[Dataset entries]

• • • •

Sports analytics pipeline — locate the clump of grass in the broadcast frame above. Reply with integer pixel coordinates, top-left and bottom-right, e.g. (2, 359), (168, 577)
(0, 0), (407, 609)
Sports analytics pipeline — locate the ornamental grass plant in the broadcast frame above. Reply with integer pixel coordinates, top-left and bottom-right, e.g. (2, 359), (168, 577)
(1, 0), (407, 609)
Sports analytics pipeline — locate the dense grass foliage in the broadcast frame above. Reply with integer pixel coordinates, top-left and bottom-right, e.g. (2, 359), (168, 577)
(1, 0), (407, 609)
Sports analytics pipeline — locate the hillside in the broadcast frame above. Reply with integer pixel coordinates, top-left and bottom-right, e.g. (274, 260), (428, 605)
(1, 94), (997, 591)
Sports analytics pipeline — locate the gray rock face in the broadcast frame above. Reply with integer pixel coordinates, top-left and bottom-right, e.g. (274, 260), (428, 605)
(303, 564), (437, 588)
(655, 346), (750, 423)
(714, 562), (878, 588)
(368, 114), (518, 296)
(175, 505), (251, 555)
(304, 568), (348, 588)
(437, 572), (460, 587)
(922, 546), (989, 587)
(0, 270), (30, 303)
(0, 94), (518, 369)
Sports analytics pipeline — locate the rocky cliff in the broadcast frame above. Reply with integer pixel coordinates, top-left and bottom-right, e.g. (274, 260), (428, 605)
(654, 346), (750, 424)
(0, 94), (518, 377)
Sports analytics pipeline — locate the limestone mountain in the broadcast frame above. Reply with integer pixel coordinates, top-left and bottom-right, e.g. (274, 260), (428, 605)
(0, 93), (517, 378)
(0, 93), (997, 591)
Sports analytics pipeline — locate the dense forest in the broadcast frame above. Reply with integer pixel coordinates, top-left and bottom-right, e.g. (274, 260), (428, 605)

• • • •

**How to complete this task**
Exactly as written, give the line containing "Sports analytics pipeline — locate the dense grass" and all remaining lines of the records.

**Output for this task**
Sports analytics pipeline — locate the dense grass foliage in the broadcast frame above. Reply with integer pixel coordinates, top-left and bottom-right, e.g. (2, 359), (168, 577)
(1, 0), (407, 609)
Sports analytics pipeline — locate the hillside in the broadcast frame above. Reply with integer pixel coordinates, top-left and bottom-right, e.g. (274, 260), (428, 605)
(1, 94), (997, 591)
Sports analytics pipeline — locate the gray rock face in the broadcast frame above. Reply with integer pixel coordinates, top-left and bottom-right, e.g. (274, 260), (428, 605)
(303, 564), (437, 588)
(655, 346), (750, 423)
(714, 562), (878, 588)
(368, 114), (518, 296)
(175, 505), (251, 555)
(304, 568), (348, 588)
(437, 572), (460, 587)
(922, 546), (989, 587)
(0, 270), (30, 303)
(0, 94), (518, 369)
Sports analytics pipeline — locate the rocky cliff in the broadcast frame above. Reply with integer pixel coordinates, top-left and bottom-right, e.g. (274, 260), (428, 605)
(654, 346), (750, 424)
(0, 94), (518, 377)
Sports analytics pipeline — locate the limestone mountain in the broadcast frame above. Reply with integer pixel coordinates, top-left and bottom-right, e.g. (274, 260), (428, 605)
(0, 93), (517, 378)
(0, 93), (997, 591)
Sports analytics pipeline — locate the dense forest in the broadcast frame above. Reply with integer pixel coordinates, top-left and bottom-right, e.g. (274, 260), (428, 605)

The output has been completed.